**PASSAGE:**
════════════════════

“Scrapbooks, Army Surplus, Comics and Other Stuff”: Henry Jenkins explores graphic storytelling with C. Tyler

By Gretchen Parker

“Draw. No matter what.” That’s the advice underground cartoonist Carol Tyler, known for her richly layered autobiographical comic stories and novels, gave to students who gathered for her talk with USC Provost’s Professor Henry Jenkins as part of the USC Visions and Voices series on Jan. 31.

Tyler, who teaches a class on comic, graphic novels and sequential art at the University of Cincinnati, recently published a three-volume graphic novel “You’ll Never Know,” to tell the story of her father’s experience as a World War II veteran and how it shaped her family’s history.

It was the first book of the trilogy, “A Good and Decent Man,” that caught Jenkins’ eye as he began research for a book he’s writing about comics. His tentative title: “Comics… and Stuff.”

“I’m interested in the stuff of everyday life… the sense of material culture that we surround ourselves with,” said Jenkins, who is USC Provost’s Professor of Communication, Journalism, Cinematic Arts and Education. He spoke to an audience gathered in USC Annenberg’s auditorium, on a stage spread with the papers, pens, hats, flowers, and the lining of Tyler’s father’s military jacket – all things, she said, that illustrate her muse and her process.

“Democratic debris,” as Jenkins called it, “carries cultural memories, carries emotional baggage.” His interest lies in exploring how we deal with the baggage and work with it. “My idea is that comics are a particularly powerful medium for exploring these memes, in part because there’s such a rich layer of texture and detail built into it.”

Carol TylerTyler’s book about her father “really clicked for me,” Jenkins said, because “she was telling the story of her parents’ generation and also my parents’ generation.”

“There are so many details in the book that left me feeling like I knew Carol and the world she grew up in. I was intrigued by the power of the graphic novel to tell the story of the greatest generation, as they’ve been called,” he said.

════════════════════

**GIVEN INFORMATION:**
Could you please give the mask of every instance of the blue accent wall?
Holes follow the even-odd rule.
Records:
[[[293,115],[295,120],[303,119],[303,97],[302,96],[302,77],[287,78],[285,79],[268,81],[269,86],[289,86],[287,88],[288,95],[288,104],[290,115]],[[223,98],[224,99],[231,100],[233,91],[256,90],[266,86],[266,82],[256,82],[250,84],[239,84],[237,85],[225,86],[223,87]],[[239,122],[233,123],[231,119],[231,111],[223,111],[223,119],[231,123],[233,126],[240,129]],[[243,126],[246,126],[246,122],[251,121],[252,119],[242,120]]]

════════════════════

**DIRECTIVES:**
[1] According to the article on Jenkins and Tyler, why did Tyler's book about her father resonate with Jenkins? Answer in one to three sentences.
[2] From the article on Jenkins and Tyler, reproduce word for word the part that opens with the words containing "By Gretchen Parker" and closes with "her family’s history.".

**TASK-BY-TASK OUTPUTS:**
[1] Jenkins said the book "really clicked" for him because Tyler was telling the story of her parents' generation, which was also his own parents' generation.

[2]
By Gretchen Parker

“Draw. No matter what.” That’s the advice underground cartoonist Carol Tyler, known for her richly layered autobiographical comic stories and novels, gave to students who gathered for her talk with USC Provost’s Professor Henry Jenkins as part of the USC Visions and Voices series on Jan. 31.

Tyler, who teaches a class on comic, graphic novels and sequential art at the University of Cincinnati, recently published a three-volume graphic novel “You’ll Never Know,” to tell the story of her father’s experience as a World War II veteran and how it shaped her family’s history.